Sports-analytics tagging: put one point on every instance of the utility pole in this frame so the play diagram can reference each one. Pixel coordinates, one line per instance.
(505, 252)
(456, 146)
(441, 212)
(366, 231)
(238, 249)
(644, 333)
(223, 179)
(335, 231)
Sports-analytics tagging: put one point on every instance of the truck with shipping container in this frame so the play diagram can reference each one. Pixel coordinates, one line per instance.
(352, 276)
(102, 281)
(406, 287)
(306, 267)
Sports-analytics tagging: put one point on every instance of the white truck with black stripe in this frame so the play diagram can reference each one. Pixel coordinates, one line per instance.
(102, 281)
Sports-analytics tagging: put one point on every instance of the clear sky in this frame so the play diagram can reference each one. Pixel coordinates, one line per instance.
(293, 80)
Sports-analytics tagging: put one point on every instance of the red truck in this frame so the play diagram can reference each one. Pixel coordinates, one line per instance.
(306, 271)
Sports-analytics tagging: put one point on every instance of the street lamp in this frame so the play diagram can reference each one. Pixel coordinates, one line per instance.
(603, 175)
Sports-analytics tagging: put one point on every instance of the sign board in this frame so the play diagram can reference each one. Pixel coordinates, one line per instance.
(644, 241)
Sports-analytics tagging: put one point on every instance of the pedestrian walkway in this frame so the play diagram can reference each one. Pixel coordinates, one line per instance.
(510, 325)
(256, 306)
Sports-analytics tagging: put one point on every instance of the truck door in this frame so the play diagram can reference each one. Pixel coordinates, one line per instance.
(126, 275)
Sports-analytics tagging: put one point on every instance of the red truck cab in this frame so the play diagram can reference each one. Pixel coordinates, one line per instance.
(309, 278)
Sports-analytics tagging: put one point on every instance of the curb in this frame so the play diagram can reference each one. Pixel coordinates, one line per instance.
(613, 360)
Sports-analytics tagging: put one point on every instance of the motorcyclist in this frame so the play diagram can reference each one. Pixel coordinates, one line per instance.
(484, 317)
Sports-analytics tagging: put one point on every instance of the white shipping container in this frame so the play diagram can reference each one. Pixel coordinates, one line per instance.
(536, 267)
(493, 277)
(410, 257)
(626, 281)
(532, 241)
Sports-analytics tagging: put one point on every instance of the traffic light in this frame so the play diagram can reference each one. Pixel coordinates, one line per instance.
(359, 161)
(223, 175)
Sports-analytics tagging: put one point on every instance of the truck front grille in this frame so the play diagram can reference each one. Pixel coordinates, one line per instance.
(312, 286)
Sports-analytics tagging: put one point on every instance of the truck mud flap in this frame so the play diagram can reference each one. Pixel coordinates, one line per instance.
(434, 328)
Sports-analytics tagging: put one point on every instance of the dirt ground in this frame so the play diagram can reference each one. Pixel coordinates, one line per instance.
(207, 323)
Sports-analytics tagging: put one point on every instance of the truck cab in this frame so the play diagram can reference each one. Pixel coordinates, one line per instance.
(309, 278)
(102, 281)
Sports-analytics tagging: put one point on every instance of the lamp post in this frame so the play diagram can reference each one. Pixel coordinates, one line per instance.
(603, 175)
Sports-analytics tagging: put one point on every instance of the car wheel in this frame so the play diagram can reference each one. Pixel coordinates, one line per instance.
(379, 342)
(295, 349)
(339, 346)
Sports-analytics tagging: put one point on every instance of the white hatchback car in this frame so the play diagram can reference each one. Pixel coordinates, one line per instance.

#### Directions for this task:
Could you reproduce every record above exactly as it appears?

#### Expected answer:
Sports-analytics tagging: put one point on every instance of the utility pole in this frame so the play diagram can reference each one. Pixel coordinates, one line per instance.
(505, 252)
(456, 146)
(441, 212)
(366, 231)
(238, 249)
(644, 333)
(223, 179)
(335, 231)
Sports-analytics tagging: put one point on every instance of the truck with shipping container in this frame so the play diagram can reference each one. Pixel coordinates, one line per instance.
(352, 276)
(102, 281)
(406, 287)
(306, 267)
Sports-analytics tagging: put one point on every instance of the white truck with black stripe in this frame so the play diagram can reference each one. Pixel coordinates, one line per instance.
(102, 281)
Sports-analytics tagging: put one point on every instance of the clear sky in this frame so the play diagram can reference each one. Pixel coordinates, one line per instance.
(293, 80)
Sports-analytics tagging: put one point on every instance of the red truck in this frame so the play diagram can reference each one. Pixel coordinates, one line per instance.
(306, 271)
Sports-analytics tagging: put one point on every instance of the street lamp in this frame so the play diagram can reference each one. Pixel coordinates, one line per instance.
(603, 175)
Sports-analytics tagging: put one point on every instance of the sign board in this frame so the play diagram can reference each one. Pixel coordinates, one line per instance.
(644, 241)
Sports-analytics tagging: put one point on every instance of the pedestrian walkway in this frame so the play diagram can reference each one. Pixel coordinates, one line per instance.
(510, 325)
(256, 306)
Sports-analytics tagging: put one point on every instance of the truck door in this frame so the play diagram can reference each one. Pixel coordinates, one line per instance.
(126, 275)
Sports-analytics tagging: put one point on every instance of the red truck cab in this frame so the play diagram can reference each one. Pixel coordinates, one line per instance.
(309, 278)
Sports-analytics tagging: put one point on every instance of the curb in this frame so the play diagram can reference each one. Pixel coordinates, one line per instance.
(613, 360)
Sports-analytics tagging: put one point on every instance of the motorcyclist in this frame so the play diagram can reference each one. Pixel coordinates, one line per instance.
(484, 317)
Sports-analytics tagging: put one point on every instance of the white shipping container in this frame so the play diagram can reference each one. Pixel coordinates, one line per instance.
(536, 267)
(493, 277)
(410, 257)
(626, 281)
(532, 241)
Sports-analytics tagging: put one point on every instance of the traffic light in this frame so the play diagram can reference each one. Pixel coordinates, one line per instance.
(359, 161)
(223, 175)
Sports-analytics tagging: put one point on every instance of the truck front grille in this frame so the play diagram can reference each one. Pixel coordinates, one line per instance.
(312, 286)
Sports-analytics tagging: put one point on every instance of the truck mud flap in this frame so the play diagram can reference each one. Pixel coordinates, one line per instance.
(434, 328)
Sports-analytics tagging: put one point on every instance of the dirt ground in this frame so the play diagram can reference each one. Pixel coordinates, one line per instance.
(207, 323)
Sports-analytics tagging: put one point on every instance of the truck cab in this frame so the play diagram can reference each one. Pixel coordinates, one line per instance.
(309, 278)
(102, 281)
Sports-analytics tagging: put one point on every instance of the lamp post in this frame so the play diagram can reference each one. Pixel coordinates, one line per instance.
(603, 175)
Sports-analytics tagging: put one point on every instance of the car wheel in this frame so the play diagram can reference each one. Pixel coordinates, one line per instance.
(379, 342)
(295, 349)
(339, 346)
Sports-analytics tagging: put one point on every instance of the white hatchback car in this frame so the play diagram can reference each one. Pixel coordinates, one line per instance.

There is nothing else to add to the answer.